» **YOUR TASK**: Write out the material below as a JSON list of strings, one string per line, from its first line up to and including the line containing "Provide the outline". Leave out any blank lines.
--- begin MATERIAL SUPPLIED ---
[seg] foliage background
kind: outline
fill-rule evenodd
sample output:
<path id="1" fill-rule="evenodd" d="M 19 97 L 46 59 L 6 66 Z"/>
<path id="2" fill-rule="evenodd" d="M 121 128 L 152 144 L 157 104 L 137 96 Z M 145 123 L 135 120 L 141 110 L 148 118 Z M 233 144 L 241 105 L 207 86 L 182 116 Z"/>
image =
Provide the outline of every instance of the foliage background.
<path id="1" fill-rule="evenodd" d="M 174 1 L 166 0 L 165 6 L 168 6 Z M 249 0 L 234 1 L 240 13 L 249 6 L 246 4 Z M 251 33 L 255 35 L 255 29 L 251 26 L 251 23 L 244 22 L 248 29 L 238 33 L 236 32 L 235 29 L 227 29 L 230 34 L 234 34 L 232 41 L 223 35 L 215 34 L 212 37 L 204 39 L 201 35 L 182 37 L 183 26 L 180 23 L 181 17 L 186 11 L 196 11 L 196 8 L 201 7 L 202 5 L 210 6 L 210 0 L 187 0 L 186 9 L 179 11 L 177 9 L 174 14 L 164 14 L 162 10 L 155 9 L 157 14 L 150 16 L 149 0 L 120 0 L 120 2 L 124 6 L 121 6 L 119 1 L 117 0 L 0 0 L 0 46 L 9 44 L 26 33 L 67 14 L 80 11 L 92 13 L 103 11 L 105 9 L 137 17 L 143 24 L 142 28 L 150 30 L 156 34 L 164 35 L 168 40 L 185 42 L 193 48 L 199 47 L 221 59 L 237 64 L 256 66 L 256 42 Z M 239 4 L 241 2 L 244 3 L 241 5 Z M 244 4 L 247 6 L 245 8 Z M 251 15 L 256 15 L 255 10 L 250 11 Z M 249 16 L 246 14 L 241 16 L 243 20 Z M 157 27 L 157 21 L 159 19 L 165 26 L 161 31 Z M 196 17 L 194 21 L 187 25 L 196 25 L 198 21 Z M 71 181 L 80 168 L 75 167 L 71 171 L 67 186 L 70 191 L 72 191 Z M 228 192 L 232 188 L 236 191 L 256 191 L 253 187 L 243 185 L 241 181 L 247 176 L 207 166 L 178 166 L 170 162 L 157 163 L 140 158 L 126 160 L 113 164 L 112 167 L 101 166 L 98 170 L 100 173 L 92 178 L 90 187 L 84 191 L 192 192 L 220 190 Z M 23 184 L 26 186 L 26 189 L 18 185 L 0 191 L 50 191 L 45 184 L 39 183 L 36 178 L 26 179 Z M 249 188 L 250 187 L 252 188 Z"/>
--- end MATERIAL SUPPLIED ---
» **EXERCISE RESULT**:
[
  "[seg] foliage background",
  "kind: outline",
  "fill-rule evenodd",
  "sample output:",
  "<path id=\"1\" fill-rule=\"evenodd\" d=\"M 19 97 L 46 59 L 6 66 Z\"/>",
  "<path id=\"2\" fill-rule=\"evenodd\" d=\"M 121 128 L 152 144 L 157 104 L 137 96 Z M 145 123 L 135 120 L 141 110 L 148 118 Z M 233 144 L 241 105 L 207 86 L 182 116 Z\"/>",
  "image =",
  "Provide the outline of every instance of the foliage background."
]